### STUDY QUESTIONS
**1.** In the account of the wounded soldier, how old was the subaltern killed by the shell?
**2.** Write the next part of the account of the wounded soldier, picking up after its last sentence.

### GIVEN PASSAGE
# # # #
That was the “little bit” where our soldier got his wound.
“It’s nothing at all, me child.”
His sergeant dressed it first at the back of the firing-line, then he walked into Ypres. He went to the hospital, found it crowded—‘Lots of fellows worse than I was’—so he strolled away and had his hair cut!—“A real good shampoo and a shave, and a bath, and then a jolly good dinner!” And then he proceeded to look up some nice fellows of the Irish Horse. And in the end he went back to the hospital, and they “did him up!”
When one thinks that in peace time, if anyone had accidentally received such a wound, what a fuss there would have been! What a sending for doctors and nurses! what long faces! what lamentations, precautions, and misgivings! It makes one understand better the state of things over there. How splendidly indifferent our manhood has become to suffering! How gloriously cheap it holds life itself!
H. is happily not among those unfortunate brave men who suffer nervous distress from the sights, the scenes, and the strain of warfare, but he has a keen, almost a poetic, sensibility to the romance and tragedy of his experiences.
As he sat, those November days, in one of the deep arm-chairs before the great bricked hearth in the Villino library, a short phrase here and there would give us a picture of some episode which stamped itself upon the memory of the listener.
“Lord, it was jolty, driving along in the ambulance to the station! The poor boy next to me—badly wounded, poor chap! lost a lot of blood—he got faint and lay across my breast; went to sleep there in the end.”
“Shells? ’Pon me word, it was beautiful to see them at night! Oh, one’s all right, you know, if one keeps in one’s trenches. One of my subalterns—ah, poor lad! I don’t know what took him—he got right out of the trench and stood on the edge, stretching himself. A shell came along and bowled him over. We dug him out. He was an awfully good-looking boy. There wasn’t a scratch on him, but he was stone dead; his back broken. And there he lay as beautiful as an angel. The Colonel and I, we buried him. He was twenty-three; just married. The Colonel and I used to bury our men at night.”
Suddenly the speaker’s shoulders shook with laughter.
“Those shells! One of my fellows had one burst within a yard of him. Lord, I thought he was in pieces! He was covered in earth and rubbish! ‘Has that done for you?’ I called out to him. ‘I think it has, sir,’ he said, and you should have seen him clutching himself all over! And then there was a grin. ‘No, sir, it’s only a bruise!’ Oh, you get not to mind them, except one kind; that does make a nasty noise—a real nasty noise; it was just that noise one minded. Ugh, when you heard it coming along! Spiteful, it was!”
In the private London hospital where he spent three days the bed next to him was occupied by a Major of Artillery, wounded in the head.
“There was not much wrong with him, poor old chap! but he had got a bit of nerve-strain. Lord, he never let me get a wink, calling out all night in his sleep: ‘D—— that mist! I can’t see the swine. A bit more to the left. Now, now, boys, now we’ve got them! Oh, damn that mist! Ha! we got them that time—got the swine!’”
The doctors who saw our soldier were rather surprised to find him so calm in his mind. They could scarcely believe he should sleep so sound at nights—that the human machine should be so little out of gear. Yet there were days when he called himself “slack,” looked ill enough, and one could see that even a short walk was a severe trial of strength.
# # # #
### RECORDED DATA
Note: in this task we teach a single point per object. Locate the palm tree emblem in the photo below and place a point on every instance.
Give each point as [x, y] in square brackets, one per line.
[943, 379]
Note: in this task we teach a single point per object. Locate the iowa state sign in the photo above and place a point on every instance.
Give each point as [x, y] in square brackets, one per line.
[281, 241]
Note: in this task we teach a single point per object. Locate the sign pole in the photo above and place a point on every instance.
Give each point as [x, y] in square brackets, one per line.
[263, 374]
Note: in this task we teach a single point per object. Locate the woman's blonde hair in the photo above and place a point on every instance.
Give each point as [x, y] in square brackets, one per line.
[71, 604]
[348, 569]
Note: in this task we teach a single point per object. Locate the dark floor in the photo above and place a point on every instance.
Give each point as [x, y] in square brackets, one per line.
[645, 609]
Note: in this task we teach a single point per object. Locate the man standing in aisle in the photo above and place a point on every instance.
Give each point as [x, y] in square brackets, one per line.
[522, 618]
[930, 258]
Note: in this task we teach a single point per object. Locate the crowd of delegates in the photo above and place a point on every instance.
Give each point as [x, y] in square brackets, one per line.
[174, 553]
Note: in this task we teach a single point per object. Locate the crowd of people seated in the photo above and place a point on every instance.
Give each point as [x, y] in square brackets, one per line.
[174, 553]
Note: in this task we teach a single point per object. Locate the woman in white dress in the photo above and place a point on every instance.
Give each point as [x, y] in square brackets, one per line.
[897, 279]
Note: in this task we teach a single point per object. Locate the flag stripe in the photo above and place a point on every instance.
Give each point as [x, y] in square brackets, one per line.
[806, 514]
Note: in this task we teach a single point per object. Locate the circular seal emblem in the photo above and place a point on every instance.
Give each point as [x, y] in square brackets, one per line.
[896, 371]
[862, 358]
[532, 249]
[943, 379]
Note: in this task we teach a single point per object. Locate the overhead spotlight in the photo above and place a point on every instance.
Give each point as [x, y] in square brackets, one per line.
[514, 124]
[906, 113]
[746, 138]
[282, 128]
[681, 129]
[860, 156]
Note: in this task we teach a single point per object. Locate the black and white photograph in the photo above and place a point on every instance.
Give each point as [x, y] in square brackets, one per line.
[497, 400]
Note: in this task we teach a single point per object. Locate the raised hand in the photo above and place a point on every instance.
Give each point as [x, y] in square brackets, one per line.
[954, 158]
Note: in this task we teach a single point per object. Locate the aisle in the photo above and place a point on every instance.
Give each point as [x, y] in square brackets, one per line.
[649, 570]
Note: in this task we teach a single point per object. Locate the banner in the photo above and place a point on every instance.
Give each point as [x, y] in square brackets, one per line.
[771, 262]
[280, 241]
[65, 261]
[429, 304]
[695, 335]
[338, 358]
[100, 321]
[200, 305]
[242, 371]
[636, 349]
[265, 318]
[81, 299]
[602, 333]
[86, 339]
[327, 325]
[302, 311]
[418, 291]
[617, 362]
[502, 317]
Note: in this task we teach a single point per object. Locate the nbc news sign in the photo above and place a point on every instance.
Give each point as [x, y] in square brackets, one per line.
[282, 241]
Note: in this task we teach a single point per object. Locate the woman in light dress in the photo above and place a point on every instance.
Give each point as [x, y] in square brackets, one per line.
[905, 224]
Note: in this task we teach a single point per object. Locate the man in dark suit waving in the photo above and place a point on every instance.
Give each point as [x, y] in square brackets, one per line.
# # # #
### RESPONSES IN ORDER
**1.** He was twenty-three.

**2.**
We shall not lightly forget a funny little incident which happened upon an afternoon when he seemed peculiarly exhausted. He was sitting in his arm-chair close to the fire, looking grey and drawn, declaring that the north-east wind never agreed with him. A kindly clerical neighbour rushed in upon us. He had just heard that fifty thousand Germans had landed at Sheringham. All the troops were under orders. Despatch riders had galloped from Aldershot to stop the billeting of a regiment just arrived here. The men had started up in the middle of their dinners and begun to pack again. They were to go back to Aldershot and concentrate for the great move. Further—indisputable authority!—the Chief Constable of the county had private information of the invasion.
You should have seen our soldier! He was up out of his chair with a spring, his blue eyes blazing. All the languor, the unacknowledged stiffness and ache of his wound, were gone. If ever there was a creature possessed with the pure joy of battle it was he. How much the womenkind miss who have never seen their men leading a charge! What a vital part of a man’s character lies dormant in times of peace!
There is, we believe, a large number of people who regard this fighting spirit as a purely animal quality; recently, indeed, a certain professor delivered a lecture on the subject of wild dogs and wolves who fight in packs, with special reference to the present state of humanity. These thinkers, sitting at ease in their armchairs, placid materialists, who have never known their own souls, much less do they know those of their countrymen. What we saw in our soldier’s eyes was, we swear, the leap of the spirit—the fine steel of the soul springing out of the scabbard of the body, the fire from the clay. Carlyle has somewhere a lovely phrase anent that spark of heroism that will burn in the heart of the lowest British soldier, the poorest, dullest peasant lad, and make of him hero and martyr, enable him to face long agony and death, endure as well as charge.
So H. flung off his languor and dashed out of his armchair and sprang to the telephone to order himself a car, and presently departed, already invisibly armed, in search of—this time—an invisible foe. For the foe was invisible!
No one knew whence the scare had come; whether there were any real justification for the preparations which were certainly ordered. The regiment which had had to pack up again just as it had got into its billets, and go back to Aldershot in the very middle of its dinner, was kept under arms all night; but there was never the point of a single Pickelhaube visible on the horizon at Sheringham or elsewhere. And on examination it turned out that the “Chief Constable” of the county, that unimpeachable and alarming authority, had been none other than the local policeman, which was a comedown indeed! But the thrill was not altogether unpleasant, and we like to remember the sick soldier springing up, that St. Michael fire in his blue eyes.
In a short account written for his school magazine, H. summarizes the experiences of his own regiment at Ypres thus:
“All the officers in my company are wounded or invalided. The men are very cheerful under all the hardships and losses, and their behaviour under fire is splendid. The Brigade (5th) has been taken three times at least to ‘mend the line’ where the Germans had broken through. From October 24 to November 5 my regiment lost about 450 officers and men—mostly, thank God, wounded. The Germans can’t shoot for nuts, but their artillery fire is accurate and incessant, and the machine-guns very deadly.”
There is nothing more touching than the devotion of the officers to their men. They feel towards them truly as if they were their children.
“No officer,” said the widow of a great general to us the other day, “ever thinks of himself in action, ever casts a thought to the bullets flying about him. Indeed, the officers don’t seem to believe they can get hit; they’re so occupied in looking after their men. All the time they’re looking at their men.”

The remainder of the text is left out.